# Problem details
Return the records that follow, matching each one exactly.

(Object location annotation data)
^^^^^^^^^^^^^^^^

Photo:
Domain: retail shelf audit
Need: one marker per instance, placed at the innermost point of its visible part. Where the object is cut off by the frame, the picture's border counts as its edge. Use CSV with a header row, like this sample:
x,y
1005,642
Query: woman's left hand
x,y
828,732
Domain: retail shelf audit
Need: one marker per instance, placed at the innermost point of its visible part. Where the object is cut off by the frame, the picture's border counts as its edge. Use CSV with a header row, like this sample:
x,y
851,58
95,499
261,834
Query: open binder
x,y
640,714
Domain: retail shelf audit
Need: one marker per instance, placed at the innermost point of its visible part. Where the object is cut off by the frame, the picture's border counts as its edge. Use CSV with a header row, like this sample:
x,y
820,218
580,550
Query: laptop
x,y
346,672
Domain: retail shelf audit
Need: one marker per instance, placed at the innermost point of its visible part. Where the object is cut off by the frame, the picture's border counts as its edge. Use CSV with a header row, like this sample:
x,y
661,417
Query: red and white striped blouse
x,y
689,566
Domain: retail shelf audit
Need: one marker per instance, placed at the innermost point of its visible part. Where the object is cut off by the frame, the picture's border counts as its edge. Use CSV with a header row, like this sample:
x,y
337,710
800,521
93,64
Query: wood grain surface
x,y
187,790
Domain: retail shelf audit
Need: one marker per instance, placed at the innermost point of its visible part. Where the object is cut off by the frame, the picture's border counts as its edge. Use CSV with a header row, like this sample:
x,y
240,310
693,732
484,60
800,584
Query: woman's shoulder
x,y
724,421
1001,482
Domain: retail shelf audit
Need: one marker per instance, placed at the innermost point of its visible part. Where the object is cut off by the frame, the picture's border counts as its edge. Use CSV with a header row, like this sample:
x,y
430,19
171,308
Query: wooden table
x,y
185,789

^^^^^^^^^^^^^^^^

# Task response
Photo:
Domain: retail shelf audit
Need: one marker per instance, placed at the innermost point of its visible part. Where the object is cut off by the frame, the picture's border counts as its edge. Use CSV with a header row, like this sample:
x,y
1005,642
Query: woman's left hand
x,y
828,732
Domain: retail shelf audit
Need: one marker per instance, placed at the innermost point of its visible part. Where the object is cut off by the frame, the picture's border counts as its edge. Use CSV with a header row, like this sample:
x,y
851,58
95,499
261,834
Query: open binder
x,y
640,714
Domain: retail shelf audit
Need: one marker per instance, placed at the innermost point of its visible part. Where the object is cut off by the frame, the picture's border counts as its edge. Use CSV with a header row, like this sample:
x,y
820,218
580,550
Query: laptop
x,y
346,672
Domain: retail shelf audit
Need: one marker per instance, placed at the innermost point of its visible part. Where the object is cut off by the frame, the picture's border counts as its edge. Use CSV with a header row, like this sample:
x,y
661,417
Query: red and white striped blouse
x,y
689,566
Domain: retail shelf audit
Need: one marker per instance, placed at the innermost point of its visible part. Where the object is cut off by the frame, the picture's border counts as its edge. Use CSV with a header row, like this sample:
x,y
337,710
800,521
93,64
Query: wood grain surface
x,y
187,790
Domain: retail shelf audit
Need: one marker per instance, placed at the innermost point of its visible part. Where the object is cut off by the frame, the picture's border counts as its edge. Use CSV with a header row, like this sample:
x,y
240,310
693,732
484,60
800,584
Query: woman's shoulder
x,y
724,421
1001,482
Domain: retail shelf audit
Need: one marker per instance, placed at the innermost point of its visible part. Where the object is cut off by the frame, the picture's border counts as its edge. Use CSV with a header row, like this sample:
x,y
430,19
171,308
Query: wooden table
x,y
185,789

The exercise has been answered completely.